PROBLEMS TO SOLVE |
• 1. Retype the part of the ext4 journaling thread from "Makes sense, I'll" up to and including "you describe below...".
• 2. In one to three sentences, explain why the second option in the ext4 journaling thread would require a new kmem_cache.

TEXT EXCERPT |

--------------------------------

Ah I see, I was definitely confused about that. Thanks for the
explanation. I understand it now.
>
> Now I'm not certain that each logical operation has only single inode that
> gets modified in it - e.g. rename may modify multiple inodes. Now I suspect
> that you are marking the fs as inelligible in all the cases that modify
> more inodes but it's difficult to be sure with your current scheme. That's
> another way that should be automated by the scheme (which is easy enough -
> you can mark fs as ineligible if handle already has different inode
> associated with it in ext2_get_inode_loc()).
Makes sense, I'll recheck what happens in case of multiple inodes
modification in 1 logical operation. But this solution sounds good to
me.
>
> I don't think you need to play any games with fs private structure at this
> point as you describe below...
I agree, thanks,
Harshad
>
>                                                                 Honza
>
>
> > way to deal with this would be to define ext4 specific handle
> > structure. So, each call to ext4_journal_start would return a struct
> > that looks like following:
> >
> > struct ext4_handle {
> >     handle_t *jbd2_handle;
> >     struct inode *inode;
> > }
> >
> > So now on ext4_journal_stop(), we know for which inode we need to drop
> > counters. The objects of this struct would either need to have their
> > own kmem_cache or would need to be defined on stack (I think the
> > latter is preferred). Should we do this? If we do this, this is going
> > to be a pretty big change (will have to inspect all the existing
> > callers of ext4_journal_start() and ext4_journal_stop()).
> >
> > Another option would be to change the definition of handle_t such that
> > on every call to jbd2_journal_start(), we get a new wrapper object
> > that takes a reference on handle_t. Such an object would have a
> > private pointer that FS can use the way it wants. This will be a
> > relatively smaller change but it would impact OCFS too. But if we go
> > this route, we can't avoid using a new kmem_cache, since now these new
> > handle wrappers would need to be allocated inside of JBD2.
> >
> > I kind of like the second option better because it keeps the change
> > comparatively smaller. Wdyt? Also, Ted / Andreas, wdyt?
> >
> > Thanks,
> > Harshad
> >
> > Thank
> > >
> > >                                                                 Honza
> > > --
> > > Jan Kara <jack@xxxxxxxx>
> > > SUSE Labs, CR
> --
> Jan Kara <jack@xxxxxxxx>
> SUSE Labs, CR

--------------------------------

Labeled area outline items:

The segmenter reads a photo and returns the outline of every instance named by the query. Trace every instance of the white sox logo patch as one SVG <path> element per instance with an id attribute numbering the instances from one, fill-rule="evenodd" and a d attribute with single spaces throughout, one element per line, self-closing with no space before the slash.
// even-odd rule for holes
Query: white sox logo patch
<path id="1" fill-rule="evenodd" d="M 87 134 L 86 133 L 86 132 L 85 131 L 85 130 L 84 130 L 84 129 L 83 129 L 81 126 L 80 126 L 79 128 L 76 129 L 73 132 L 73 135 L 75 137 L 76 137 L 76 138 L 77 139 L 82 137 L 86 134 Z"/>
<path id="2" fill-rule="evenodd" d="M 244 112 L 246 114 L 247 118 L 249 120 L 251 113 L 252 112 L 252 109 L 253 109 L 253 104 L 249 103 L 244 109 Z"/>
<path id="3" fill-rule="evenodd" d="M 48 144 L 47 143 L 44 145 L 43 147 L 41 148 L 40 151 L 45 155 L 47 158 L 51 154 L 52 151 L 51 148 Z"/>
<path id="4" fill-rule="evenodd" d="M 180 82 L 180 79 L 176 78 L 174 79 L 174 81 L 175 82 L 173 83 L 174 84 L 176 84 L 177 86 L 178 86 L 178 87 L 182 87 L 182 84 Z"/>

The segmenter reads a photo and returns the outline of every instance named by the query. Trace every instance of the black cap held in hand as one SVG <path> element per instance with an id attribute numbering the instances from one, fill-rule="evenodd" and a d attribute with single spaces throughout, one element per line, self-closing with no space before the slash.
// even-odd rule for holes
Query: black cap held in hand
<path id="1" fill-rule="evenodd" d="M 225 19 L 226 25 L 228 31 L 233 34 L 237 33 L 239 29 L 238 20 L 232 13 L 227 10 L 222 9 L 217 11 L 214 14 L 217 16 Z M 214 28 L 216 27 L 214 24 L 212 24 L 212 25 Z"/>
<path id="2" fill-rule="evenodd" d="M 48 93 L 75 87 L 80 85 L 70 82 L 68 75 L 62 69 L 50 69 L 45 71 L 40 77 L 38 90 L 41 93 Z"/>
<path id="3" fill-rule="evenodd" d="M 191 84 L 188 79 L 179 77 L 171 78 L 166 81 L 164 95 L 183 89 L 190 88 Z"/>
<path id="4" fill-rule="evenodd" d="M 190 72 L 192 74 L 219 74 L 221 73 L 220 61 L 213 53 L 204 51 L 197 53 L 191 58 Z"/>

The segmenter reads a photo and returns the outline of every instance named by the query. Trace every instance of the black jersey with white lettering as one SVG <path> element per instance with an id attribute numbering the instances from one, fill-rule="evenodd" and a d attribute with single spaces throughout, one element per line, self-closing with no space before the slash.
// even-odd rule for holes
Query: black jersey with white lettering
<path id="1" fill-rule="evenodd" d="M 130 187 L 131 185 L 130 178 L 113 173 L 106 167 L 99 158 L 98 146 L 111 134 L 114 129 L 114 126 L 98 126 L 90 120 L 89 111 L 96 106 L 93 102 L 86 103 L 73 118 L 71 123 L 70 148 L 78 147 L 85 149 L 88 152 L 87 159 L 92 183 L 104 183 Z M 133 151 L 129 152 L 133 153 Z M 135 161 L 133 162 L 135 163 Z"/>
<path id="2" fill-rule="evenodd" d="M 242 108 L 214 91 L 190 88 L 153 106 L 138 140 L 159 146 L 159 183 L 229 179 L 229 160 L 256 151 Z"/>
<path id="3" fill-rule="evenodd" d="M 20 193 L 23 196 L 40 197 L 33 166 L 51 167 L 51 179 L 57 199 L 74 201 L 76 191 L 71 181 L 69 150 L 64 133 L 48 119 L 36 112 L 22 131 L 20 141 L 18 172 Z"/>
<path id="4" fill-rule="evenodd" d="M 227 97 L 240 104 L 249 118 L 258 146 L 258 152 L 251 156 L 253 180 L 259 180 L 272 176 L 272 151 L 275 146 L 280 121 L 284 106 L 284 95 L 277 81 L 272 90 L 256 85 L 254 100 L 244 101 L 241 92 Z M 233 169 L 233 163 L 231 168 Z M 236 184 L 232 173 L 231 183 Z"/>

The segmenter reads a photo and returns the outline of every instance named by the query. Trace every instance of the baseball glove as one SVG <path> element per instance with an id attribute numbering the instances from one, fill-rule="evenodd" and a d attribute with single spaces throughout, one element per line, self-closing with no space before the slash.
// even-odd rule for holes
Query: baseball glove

--------------------------------

ANSWERS PROVIDED |
• 1.
Makes sense, I'll recheck what happens in case of multiple inodes
modification in 1 logical operation. But this solution sounds good to
me.
>
> I don't think you need to play any games with fs private structure at this
> point as you describe below...

• 2. Under the second option, every call to jbd2_journal_start() would return a new wrapper object that takes a reference on handle_t. These wrappers would have to be allocated inside JBD2, so a new kmem_cache could not be avoided.